WHAT TO DO: Search the material for the string "white" and reply with how many lines contain it, nothing else.

_ _ _

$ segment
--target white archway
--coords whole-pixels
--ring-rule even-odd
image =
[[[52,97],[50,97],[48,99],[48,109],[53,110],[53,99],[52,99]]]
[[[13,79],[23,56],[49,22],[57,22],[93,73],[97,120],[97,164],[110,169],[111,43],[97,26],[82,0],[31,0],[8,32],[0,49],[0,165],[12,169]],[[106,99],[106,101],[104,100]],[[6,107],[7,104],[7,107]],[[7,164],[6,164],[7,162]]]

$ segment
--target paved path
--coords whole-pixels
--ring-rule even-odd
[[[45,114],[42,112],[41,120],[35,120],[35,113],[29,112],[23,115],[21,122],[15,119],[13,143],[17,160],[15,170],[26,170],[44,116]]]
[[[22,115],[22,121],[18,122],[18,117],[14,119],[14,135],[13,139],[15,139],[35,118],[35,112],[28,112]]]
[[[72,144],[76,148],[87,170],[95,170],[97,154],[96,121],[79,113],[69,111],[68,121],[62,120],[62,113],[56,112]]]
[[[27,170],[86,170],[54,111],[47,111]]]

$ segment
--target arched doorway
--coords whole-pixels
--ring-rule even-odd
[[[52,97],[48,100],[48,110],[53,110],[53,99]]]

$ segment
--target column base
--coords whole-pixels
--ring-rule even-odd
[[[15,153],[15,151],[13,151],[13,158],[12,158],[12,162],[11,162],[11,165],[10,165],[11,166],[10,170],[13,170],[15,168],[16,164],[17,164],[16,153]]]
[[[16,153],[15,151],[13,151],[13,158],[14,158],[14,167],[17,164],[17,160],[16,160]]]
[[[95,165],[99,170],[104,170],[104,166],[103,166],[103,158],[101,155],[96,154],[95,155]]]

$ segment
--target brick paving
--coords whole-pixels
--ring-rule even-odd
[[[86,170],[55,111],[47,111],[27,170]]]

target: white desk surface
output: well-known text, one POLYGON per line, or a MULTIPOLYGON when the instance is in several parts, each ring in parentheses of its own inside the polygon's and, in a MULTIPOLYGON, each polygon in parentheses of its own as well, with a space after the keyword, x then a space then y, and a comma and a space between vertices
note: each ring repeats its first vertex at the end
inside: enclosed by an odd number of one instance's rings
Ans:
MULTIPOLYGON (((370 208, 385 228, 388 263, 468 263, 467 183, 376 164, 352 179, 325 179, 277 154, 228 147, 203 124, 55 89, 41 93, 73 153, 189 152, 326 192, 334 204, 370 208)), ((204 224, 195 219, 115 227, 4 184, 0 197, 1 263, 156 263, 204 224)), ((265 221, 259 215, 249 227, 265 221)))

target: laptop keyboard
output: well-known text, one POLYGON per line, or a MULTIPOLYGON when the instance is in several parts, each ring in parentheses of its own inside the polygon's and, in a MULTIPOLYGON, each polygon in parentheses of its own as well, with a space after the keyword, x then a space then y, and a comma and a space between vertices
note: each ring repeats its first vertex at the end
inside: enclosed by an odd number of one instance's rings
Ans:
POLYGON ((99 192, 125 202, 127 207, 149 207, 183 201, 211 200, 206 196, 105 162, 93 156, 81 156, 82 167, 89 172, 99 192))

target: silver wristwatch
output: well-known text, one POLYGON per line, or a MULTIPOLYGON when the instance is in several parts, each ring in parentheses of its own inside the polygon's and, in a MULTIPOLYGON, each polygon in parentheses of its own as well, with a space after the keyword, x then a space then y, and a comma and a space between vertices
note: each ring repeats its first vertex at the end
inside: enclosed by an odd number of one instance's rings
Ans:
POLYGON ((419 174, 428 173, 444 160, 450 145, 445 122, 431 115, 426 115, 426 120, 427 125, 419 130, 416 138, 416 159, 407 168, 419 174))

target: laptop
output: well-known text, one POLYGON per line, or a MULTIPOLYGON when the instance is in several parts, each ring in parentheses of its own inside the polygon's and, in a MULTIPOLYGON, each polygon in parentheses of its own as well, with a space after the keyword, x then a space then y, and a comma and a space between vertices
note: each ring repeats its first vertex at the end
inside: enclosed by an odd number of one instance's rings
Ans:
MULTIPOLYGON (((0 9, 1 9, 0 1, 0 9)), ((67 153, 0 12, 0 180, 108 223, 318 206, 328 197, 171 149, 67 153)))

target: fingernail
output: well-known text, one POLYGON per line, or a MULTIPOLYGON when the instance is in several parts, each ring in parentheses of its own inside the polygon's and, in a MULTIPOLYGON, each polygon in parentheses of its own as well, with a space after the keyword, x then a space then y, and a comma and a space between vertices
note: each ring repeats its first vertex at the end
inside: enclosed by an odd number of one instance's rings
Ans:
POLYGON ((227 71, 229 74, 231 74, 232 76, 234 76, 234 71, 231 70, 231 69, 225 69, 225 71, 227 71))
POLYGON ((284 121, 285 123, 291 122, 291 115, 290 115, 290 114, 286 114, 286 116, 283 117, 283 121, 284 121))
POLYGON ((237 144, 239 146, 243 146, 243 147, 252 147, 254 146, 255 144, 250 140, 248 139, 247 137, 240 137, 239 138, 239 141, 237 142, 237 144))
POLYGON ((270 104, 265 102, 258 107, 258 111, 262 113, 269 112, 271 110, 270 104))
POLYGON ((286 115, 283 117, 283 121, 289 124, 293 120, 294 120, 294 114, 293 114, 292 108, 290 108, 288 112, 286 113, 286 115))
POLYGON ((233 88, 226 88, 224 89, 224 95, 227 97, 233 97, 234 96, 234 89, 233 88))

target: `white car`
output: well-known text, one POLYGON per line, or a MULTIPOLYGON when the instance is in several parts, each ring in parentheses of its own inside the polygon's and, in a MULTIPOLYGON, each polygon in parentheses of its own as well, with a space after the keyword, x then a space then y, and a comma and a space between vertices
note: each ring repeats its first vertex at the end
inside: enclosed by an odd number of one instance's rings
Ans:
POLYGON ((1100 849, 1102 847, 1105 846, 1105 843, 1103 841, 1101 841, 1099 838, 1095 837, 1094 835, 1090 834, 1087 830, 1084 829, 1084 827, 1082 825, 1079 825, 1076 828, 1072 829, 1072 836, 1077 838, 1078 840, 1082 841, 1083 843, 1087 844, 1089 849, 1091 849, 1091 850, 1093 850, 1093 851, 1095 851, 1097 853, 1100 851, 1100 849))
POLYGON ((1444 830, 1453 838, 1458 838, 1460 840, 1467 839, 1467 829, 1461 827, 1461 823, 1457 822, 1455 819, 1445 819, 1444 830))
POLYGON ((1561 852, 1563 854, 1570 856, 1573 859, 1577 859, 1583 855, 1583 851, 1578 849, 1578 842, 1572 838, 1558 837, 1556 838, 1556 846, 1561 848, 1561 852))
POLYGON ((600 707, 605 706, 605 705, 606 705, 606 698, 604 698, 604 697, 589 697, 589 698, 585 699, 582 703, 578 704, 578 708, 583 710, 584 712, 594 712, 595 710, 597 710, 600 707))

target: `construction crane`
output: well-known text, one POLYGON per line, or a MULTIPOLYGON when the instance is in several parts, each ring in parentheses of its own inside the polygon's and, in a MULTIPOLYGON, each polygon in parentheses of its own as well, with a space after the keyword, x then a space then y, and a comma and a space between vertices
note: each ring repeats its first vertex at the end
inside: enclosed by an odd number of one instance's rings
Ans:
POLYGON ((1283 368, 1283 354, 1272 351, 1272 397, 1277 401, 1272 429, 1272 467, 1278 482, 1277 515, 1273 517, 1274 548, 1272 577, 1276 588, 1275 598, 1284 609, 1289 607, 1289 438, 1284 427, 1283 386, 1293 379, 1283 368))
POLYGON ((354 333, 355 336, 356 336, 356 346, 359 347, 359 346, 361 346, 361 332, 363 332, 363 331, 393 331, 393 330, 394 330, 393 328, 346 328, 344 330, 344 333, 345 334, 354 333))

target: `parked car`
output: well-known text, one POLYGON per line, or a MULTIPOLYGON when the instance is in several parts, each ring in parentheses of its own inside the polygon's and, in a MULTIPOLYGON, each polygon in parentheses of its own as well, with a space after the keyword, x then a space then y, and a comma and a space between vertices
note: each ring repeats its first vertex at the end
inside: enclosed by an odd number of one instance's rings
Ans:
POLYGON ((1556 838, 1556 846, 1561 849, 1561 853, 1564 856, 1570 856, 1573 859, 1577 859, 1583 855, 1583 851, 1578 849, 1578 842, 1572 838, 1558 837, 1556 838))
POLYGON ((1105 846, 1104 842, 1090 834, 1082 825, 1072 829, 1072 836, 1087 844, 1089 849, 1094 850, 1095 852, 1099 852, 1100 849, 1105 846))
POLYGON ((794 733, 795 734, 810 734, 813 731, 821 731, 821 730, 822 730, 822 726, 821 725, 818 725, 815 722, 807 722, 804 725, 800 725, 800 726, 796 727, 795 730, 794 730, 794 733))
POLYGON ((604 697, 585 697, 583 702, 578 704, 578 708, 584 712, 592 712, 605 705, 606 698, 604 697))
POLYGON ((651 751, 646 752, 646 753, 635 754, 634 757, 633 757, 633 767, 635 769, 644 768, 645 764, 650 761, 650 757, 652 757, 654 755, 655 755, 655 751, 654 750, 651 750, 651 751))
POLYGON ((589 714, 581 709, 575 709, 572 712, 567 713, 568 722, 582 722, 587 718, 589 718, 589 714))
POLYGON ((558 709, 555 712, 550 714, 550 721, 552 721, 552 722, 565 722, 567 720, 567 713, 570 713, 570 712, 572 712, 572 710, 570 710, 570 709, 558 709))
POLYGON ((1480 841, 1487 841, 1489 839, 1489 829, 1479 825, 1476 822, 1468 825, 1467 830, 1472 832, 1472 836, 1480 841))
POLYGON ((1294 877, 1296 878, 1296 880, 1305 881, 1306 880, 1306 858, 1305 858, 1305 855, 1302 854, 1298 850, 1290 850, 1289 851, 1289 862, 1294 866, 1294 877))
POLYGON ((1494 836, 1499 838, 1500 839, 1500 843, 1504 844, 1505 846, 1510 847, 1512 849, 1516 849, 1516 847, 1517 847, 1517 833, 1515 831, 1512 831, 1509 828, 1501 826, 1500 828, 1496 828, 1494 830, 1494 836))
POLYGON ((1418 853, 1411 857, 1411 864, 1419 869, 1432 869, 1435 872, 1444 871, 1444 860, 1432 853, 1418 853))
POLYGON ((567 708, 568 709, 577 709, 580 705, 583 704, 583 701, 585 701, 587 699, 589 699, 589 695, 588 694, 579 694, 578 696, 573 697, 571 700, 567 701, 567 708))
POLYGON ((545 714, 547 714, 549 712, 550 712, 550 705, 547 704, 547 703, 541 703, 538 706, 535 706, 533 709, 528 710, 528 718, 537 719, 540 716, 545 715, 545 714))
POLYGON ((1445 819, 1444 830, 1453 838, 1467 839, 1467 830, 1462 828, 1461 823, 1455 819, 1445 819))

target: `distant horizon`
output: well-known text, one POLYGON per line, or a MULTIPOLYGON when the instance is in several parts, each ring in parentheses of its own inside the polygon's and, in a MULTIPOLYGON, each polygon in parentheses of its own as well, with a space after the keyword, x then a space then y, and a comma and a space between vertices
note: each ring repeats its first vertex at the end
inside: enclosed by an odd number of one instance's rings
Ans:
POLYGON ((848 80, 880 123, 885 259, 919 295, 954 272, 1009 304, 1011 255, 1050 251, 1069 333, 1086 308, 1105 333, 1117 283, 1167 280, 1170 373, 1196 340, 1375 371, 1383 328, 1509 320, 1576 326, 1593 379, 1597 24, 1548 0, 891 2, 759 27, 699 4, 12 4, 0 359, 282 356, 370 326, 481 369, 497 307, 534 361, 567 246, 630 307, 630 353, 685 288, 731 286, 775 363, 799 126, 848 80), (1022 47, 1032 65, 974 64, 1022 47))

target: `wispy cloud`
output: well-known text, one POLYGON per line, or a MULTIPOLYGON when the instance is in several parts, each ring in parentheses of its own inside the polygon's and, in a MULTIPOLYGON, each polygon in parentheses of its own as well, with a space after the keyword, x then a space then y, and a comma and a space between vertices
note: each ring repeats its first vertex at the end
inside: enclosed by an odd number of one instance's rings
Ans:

_ _ _

OUTPUT: 3